**Exercise prompt**: Output the lines of the records below exactly as they appear, starting with the line that contains "Where can the wrinkled" and going on through the line that contains "column 488, row 409", both included, and nothing else.

**Materials provided**:

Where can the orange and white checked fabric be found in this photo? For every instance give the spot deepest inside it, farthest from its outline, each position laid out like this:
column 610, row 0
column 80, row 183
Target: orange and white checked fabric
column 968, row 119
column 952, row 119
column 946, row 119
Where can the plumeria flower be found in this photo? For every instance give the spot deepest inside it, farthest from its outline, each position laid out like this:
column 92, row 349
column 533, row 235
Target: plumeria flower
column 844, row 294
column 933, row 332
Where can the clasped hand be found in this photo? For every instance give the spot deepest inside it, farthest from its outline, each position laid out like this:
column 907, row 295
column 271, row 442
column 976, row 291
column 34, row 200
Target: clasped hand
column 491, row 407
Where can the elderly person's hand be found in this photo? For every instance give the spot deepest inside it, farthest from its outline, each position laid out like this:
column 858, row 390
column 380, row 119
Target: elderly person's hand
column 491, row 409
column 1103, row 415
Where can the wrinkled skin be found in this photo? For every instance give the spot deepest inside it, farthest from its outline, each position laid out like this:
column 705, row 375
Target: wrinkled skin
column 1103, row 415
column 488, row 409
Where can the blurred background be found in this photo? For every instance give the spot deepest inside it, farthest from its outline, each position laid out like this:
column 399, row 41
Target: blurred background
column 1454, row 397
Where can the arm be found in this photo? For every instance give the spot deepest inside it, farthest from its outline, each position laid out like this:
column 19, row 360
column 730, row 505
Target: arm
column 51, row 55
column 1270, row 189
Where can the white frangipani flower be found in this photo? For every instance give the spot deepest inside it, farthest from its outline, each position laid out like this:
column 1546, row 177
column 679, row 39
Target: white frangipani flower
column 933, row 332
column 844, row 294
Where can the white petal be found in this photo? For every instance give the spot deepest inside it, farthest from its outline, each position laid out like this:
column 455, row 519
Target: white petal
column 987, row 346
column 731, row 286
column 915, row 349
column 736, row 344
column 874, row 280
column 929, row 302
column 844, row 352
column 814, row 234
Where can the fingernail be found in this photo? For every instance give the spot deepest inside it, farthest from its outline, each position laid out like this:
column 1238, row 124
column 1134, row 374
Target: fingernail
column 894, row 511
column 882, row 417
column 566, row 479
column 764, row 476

**Written solution**:
Where can the wrinkled skin be found in this photo? For every instance give the spot deepest inside it, farthest from its outline, each position laid out like this:
column 705, row 375
Target: wrinkled skin
column 1103, row 415
column 488, row 409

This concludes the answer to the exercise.